* STATED TASK A:
Count the lines of the records that contain the string "hillside", treating case as significant, and reply with the number only.

* SOURCE:
- - -
Laldia APM Terminal: A Step Toward a Smarter Port Future
Posted on: 22 Nov, 2025
In November 2025 the Chittagong Port Authority (CPA) signed a 30-year concession agreement with APM Terminals (part of A.P. Moller–Maersk) and a local partner (QNS Container Services Ltd.) to develop, finance, build and operate the new Laldia Container Terminal (LCT) — a greenfield project with reported investment of about US$550 million. This article examines the decision’s background, the terms announced, expected economic and operational impacts, major risks and critiques, and policy recommendations for Bangladesh to maximize benefits while managing social and environmental costs.
Bangladesh’s merchandise trade has been expanding rapidly for two decades, placing increasing strain on Chattogram — the country’s busiest seaport. The 2025 concession for Laldia represents a major public–private partnership (PPP) and the largest single European equity investment reported in Bangladesh to date.
Contracting parties & term: APM Terminals B.V. (Maersk group) in partnership with QNS Container Services Ltd. signed a 30-year concession to develop and operate Laldia, with extensions linked to KPIs.
Investment & scope: The reported investment is ≈US$550 million for a greenfield container terminal at Laldia (upper Karnaphuli estuary). The terminal is expected to add more than ~800,000 TEU of annual capacity and enable night navigation and larger vessel calls. Construction was reported to begin in late 2025 with operations targeted around 2029–2030.
Why the government pursued this PPP
Capacity & congestion relief: Current Chattogram container facilities face congestion and vessel size limitations; a large new terminal offers headroom for projected trade growth.
FDI and technology transfer: The deal brings substantial foreign direct investment and international terminal operating standards (automation, digital systems). Officials highlighted this as Bangladesh’s largest European equity investment.
Operational improvements: Night navigation and deeper-draft operations are highlighted benefits; these can reduce transshipment dependence and logistical delays.
Stakeholders and interests
Chittagong Port Authority (CPA): Seeks capacity, revenue, and modernization.
APM Terminals / Maersk group: Wants regional hub capacity and direct control of gate-to-gate logistics.
Local partner (QNS) and domestic industry: Will be involved in operations and supply chains; local job creation cited but details on localization clauses are limited in public reports.
Civil society, environment groups, labor unions and adjacent communities: Likely to be concerned about land use, dredging impacts, displacement, and employment protections.
Economic and operational assessment
Potential benefits
Throughput & efficiency: +800k TEU capacity could raise national container handling by significant margins, reducing queuing, lowering freight cost per TEU, and shortening ship turnaround times.
Trade competitiveness: Deeper-draft, night-navigation capability and modern equipment can allow direct calls by bigger ships, reducing transshipment and associated costs.
FDI & tech spillovers: Large foreign investment may spur upgrades across port logistics, customs processing, and hinterland connectivity.
- - -
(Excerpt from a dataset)

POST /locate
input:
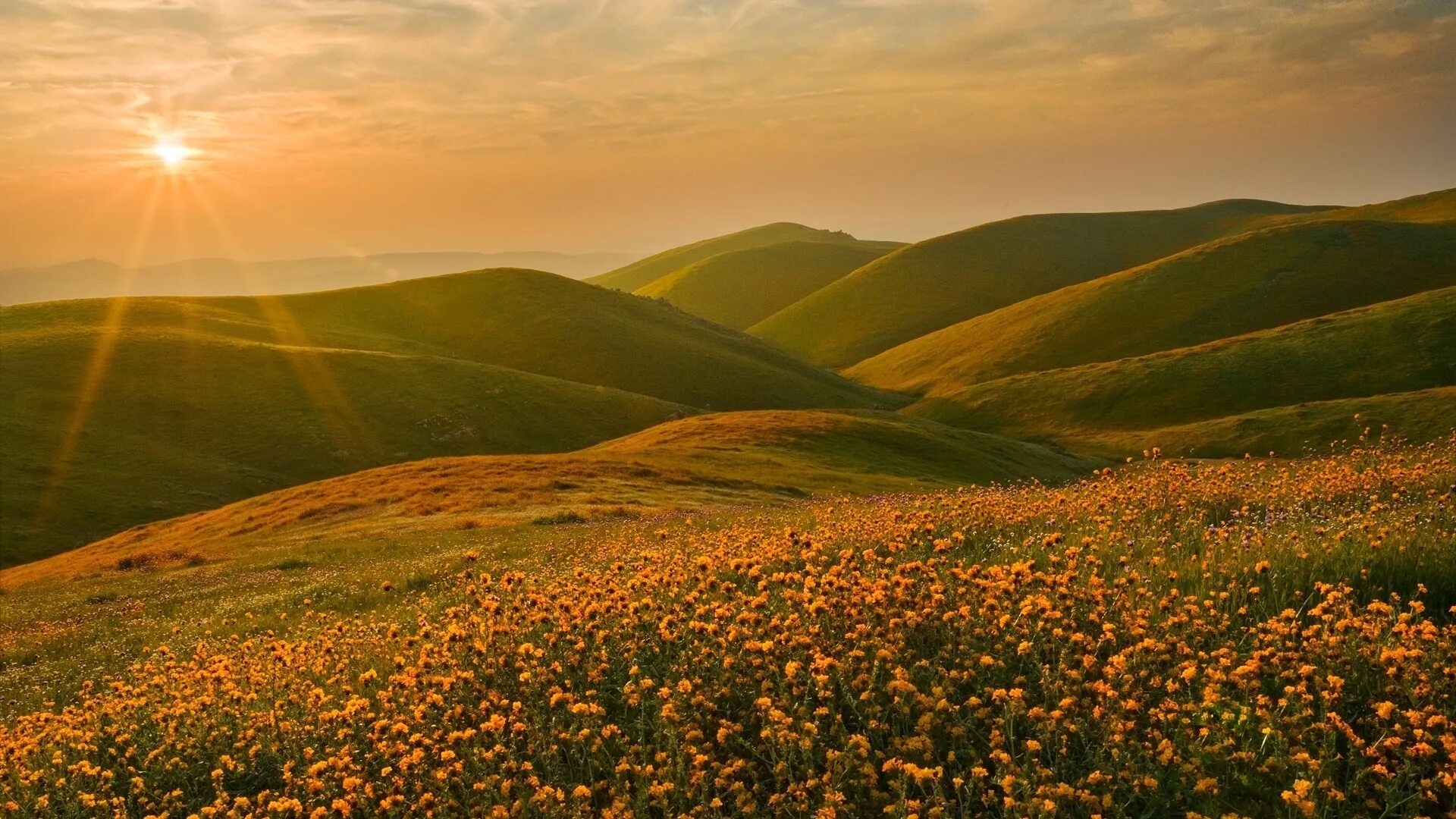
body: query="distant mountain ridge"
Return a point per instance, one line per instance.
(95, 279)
- - -
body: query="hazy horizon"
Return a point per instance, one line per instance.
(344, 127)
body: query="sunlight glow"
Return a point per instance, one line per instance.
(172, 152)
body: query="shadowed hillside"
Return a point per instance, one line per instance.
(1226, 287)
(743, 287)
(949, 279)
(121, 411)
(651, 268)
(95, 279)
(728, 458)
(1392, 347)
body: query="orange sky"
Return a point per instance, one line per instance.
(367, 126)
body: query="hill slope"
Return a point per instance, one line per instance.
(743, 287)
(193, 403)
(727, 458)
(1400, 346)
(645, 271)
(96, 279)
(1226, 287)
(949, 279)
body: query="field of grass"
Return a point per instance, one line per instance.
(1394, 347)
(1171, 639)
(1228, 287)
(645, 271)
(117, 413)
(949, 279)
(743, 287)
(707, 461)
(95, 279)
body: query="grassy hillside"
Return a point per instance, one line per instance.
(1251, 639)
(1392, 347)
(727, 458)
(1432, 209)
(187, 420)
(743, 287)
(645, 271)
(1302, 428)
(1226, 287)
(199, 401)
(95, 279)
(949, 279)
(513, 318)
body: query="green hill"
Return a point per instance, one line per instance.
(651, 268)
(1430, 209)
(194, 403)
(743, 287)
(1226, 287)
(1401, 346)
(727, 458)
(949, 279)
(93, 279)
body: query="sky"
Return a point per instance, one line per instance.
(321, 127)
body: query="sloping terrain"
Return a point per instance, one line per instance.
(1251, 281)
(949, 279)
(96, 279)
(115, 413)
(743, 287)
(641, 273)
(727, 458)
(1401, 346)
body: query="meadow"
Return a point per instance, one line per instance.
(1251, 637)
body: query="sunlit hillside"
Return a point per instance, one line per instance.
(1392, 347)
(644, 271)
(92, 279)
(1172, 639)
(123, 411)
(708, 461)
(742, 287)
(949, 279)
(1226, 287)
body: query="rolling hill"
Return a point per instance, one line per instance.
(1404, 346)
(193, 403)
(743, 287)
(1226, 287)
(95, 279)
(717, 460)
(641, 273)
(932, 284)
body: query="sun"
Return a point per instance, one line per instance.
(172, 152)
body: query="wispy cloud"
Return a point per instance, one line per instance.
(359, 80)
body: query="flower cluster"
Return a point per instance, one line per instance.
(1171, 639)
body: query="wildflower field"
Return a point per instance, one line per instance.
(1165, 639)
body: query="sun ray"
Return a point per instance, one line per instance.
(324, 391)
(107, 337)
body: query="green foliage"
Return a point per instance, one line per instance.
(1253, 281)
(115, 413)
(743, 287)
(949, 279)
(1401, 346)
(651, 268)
- - -
* STATED TASK B:
Reproduce the passage of the Laldia terminal article verbatim, from "Operational improvements: Night" to "revenue, and modernization.".

* REPLY A:
3

* REPLY B:
Operational improvements: Night navigation and deeper-draft operations are highlighted benefits; these can reduce transshipment dependence and logistical delays.
Stakeholders and interests
Chittagong Port Authority (CPA): Seeks capacity, revenue, and modernization.